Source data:
__________________________________________________

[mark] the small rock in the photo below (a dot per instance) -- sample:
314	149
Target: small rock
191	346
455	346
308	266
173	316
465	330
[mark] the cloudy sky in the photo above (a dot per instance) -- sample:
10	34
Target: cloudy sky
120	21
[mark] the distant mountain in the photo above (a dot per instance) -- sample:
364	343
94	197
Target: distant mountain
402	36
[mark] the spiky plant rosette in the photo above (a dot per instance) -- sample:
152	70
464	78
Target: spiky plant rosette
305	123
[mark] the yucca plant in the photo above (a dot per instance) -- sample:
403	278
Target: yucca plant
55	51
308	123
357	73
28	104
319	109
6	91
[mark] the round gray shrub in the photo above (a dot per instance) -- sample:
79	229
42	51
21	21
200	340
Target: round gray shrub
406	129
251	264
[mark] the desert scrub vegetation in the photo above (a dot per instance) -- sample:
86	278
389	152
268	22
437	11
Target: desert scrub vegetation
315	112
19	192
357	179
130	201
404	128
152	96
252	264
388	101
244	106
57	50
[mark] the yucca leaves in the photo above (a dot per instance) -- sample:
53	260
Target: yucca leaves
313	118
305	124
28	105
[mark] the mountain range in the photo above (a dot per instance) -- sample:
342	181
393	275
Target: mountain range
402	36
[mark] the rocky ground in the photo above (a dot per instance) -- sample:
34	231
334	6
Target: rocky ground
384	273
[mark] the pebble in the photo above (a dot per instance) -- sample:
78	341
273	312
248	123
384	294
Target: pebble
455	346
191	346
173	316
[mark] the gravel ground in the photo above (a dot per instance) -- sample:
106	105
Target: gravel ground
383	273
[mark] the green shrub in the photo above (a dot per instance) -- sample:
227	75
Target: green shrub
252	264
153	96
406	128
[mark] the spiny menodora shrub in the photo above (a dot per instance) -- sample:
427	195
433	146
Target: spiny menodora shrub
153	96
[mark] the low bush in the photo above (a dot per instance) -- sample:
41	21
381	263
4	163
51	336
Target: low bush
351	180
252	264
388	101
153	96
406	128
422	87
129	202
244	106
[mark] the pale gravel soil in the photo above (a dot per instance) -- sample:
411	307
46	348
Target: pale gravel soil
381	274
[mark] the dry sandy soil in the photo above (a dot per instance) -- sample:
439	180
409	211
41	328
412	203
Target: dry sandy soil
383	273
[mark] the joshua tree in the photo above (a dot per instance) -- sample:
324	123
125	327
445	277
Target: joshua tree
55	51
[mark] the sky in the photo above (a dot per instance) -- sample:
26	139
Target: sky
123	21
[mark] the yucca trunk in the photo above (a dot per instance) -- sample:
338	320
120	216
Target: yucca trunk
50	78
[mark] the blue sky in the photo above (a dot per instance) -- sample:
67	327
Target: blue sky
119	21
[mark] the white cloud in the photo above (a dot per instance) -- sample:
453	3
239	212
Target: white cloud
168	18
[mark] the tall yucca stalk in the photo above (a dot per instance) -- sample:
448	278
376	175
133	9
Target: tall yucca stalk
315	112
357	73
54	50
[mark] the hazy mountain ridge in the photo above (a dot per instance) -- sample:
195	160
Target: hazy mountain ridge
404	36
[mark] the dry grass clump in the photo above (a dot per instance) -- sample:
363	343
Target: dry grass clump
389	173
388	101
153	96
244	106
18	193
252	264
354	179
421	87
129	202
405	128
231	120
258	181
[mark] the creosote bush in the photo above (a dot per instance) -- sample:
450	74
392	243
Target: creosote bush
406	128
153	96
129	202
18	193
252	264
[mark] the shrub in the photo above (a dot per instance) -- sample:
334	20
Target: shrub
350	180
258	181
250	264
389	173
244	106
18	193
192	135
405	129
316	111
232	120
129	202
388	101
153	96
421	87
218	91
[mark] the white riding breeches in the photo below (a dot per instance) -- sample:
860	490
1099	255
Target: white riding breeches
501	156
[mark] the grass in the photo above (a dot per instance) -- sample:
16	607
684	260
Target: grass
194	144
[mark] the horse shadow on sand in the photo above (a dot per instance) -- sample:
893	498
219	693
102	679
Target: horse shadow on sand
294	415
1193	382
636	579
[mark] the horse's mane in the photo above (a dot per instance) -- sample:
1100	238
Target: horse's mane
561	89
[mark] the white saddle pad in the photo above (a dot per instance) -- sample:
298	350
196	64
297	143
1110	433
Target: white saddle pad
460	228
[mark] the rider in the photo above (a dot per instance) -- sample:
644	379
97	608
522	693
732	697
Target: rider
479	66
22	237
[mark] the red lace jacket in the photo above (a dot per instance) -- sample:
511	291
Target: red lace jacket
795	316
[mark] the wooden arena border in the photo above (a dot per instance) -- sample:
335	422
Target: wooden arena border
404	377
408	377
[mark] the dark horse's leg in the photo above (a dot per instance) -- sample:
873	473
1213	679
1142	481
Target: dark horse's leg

__________________________________________________

[Your goal]
All of the records above are to be copied exactly.

[Written solution]
[mark] the small rock in the photo below (a dot per instance) -- sample:
314	149
Target: small rock
191	346
455	346
308	266
173	316
465	330
[mark] the cloudy sky in the photo above (a dot per instance) -- sample:
10	34
Target: cloudy sky
120	21
[mark] the distant mountain in the photo above (a dot per instance) -- sample:
364	343
94	197
Target: distant mountain
402	36
[mark] the spiky plant rosette in the photo above (a dot per instance) -- sample:
152	70
464	78
Target: spiky plant rosette
305	123
[mark] the yucca plant in the photo above (a dot per instance) -- sample:
403	278
Target: yucca plant
55	51
308	123
357	73
28	104
319	109
6	91
[mark] the round gray shrub in the photo above (a dot per instance) -- sample:
79	229
42	51
21	21
200	340
Target: round gray shrub
406	129
251	264
[mark] the desert scrub vegetation in the photo above (a dot per instance) -- sample:
86	278
389	152
268	22
437	11
Target: desert scrub vegetation
315	112
19	192
357	179
130	201
404	128
152	96
252	264
388	101
244	106
57	50
[mark] the yucca leaves in the photo above (a dot per instance) -- sample:
53	260
Target: yucca leaves
313	118
305	124
28	105
[mark] the mountain range in the photo above (a dot per instance) -- sample:
342	181
393	275
Target: mountain range
402	36
[mark] the rocky ground in the photo above (a dot per instance) -- sample:
34	231
334	6
Target: rocky ground
384	273
[mark] the pebble in the photo above (a dot per instance) -- sample:
78	341
273	312
248	123
384	294
Target: pebble
455	346
191	346
173	316
[mark] the gravel ground in the photo above (a dot per instance) -- sample:
106	105
Target: gravel ground
383	273
[mark] the green shrub in the photo above (a dot per instance) -- sample:
227	75
Target: green shrub
252	264
153	96
406	128
[mark] the spiny menodora shrub in the photo above (a dot per instance) -- sample:
427	195
433	146
Target: spiny menodora shrub
153	96
[mark] the low bush in the photo above (a dot per instance) -- sample:
41	21
381	263
4	163
51	336
Target: low bush
351	180
252	264
388	101
153	96
406	128
422	87
129	202
244	106
[mark] the pale gravel soil in the photo above (a dot per instance) -- sample:
411	307
46	348
Target: pale gravel soil
381	274
[mark] the dry sandy soil in the photo above (a dot per instance) -- sample:
439	180
409	211
41	328
412	203
Target: dry sandy soil
383	273
[mark] the joshua tree in the photo above (a dot per instance) -- sample:
324	123
125	327
445	277
Target: joshua tree
55	51
[mark] the sky in the photo above (a dot per instance) -- sample:
26	139
Target: sky
123	21
[mark] the yucca trunk in the photo above (a dot per instance) -- sample:
338	320
120	216
Target: yucca trunk
50	78
[mark] the blue sky in the photo above (a dot per instance) -- sample:
67	327
Target: blue sky
119	21
[mark] the white cloud in the photo above (a dot per instance) -- sample:
453	3
239	212
Target: white cloud
168	18
[mark] the tall yucca stalk in the photo above (a dot per instance) -- sample:
448	278
376	175
133	9
Target: tall yucca stalk
315	112
357	73
54	50
[mark] the hazy mountain ridge in the photo above (a dot per instance) -- sample:
195	160
Target: hazy mountain ridge
404	36
[mark] the dry grass clump in the photo above (a dot per instance) -- sample:
363	343
Target: dry grass clump
389	173
388	101
153	96
244	106
18	193
252	264
354	179
421	87
129	202
405	128
231	120
258	181
[mark] the creosote bush in the photo above (a dot per instance) -- sample:
450	74
392	243
Target: creosote bush
406	128
153	96
129	202
18	193
252	264
[mark] the shrub in the photo above (a dot per instance) -- sample:
334	20
Target: shrub
350	180
258	181
250	264
389	173
244	106
18	193
192	135
405	129
316	111
232	120
129	202
388	101
153	96
421	87
218	91
[mark] the white riding breeches in the photo below (a dot per instance) -- sample:
860	490
1099	255
Target: white riding breeches
501	156
[mark] the grass in the photo above (a dot per instance) -- sample:
16	607
684	260
Target: grass
194	144
[mark] the horse shadow on sand in the photo above (a dot per instance) -- sample:
893	498
219	693
102	679
Target: horse shadow on sand
294	415
1193	382
636	579
[mark] the horse's mane in the photo above (a dot per instance) -- sample:
1100	238
Target: horse's mane
561	89
[mark] the white saddle pad in the photo above (a dot per instance) -- sample:
298	350
196	64
297	143
1110	433
Target: white saddle pad
460	228
[mark] the rider in the photo above (a dot per instance) -- sample:
644	379
97	608
522	693
732	697
Target: rider
479	66
22	237
[mark] the red lace jacket in the photo above (a dot per instance) -- sample:
511	291
Target: red lace jacket
795	316
[mark] the wooden arena border in the photo above (a dot per instance) -- sample:
335	422
Target: wooden arena border
404	377
408	377
[mark] the dark horse's leg in the photo above (a dot per instance) -- sample:
873	473
1213	679
1142	481
Target: dark horse's leg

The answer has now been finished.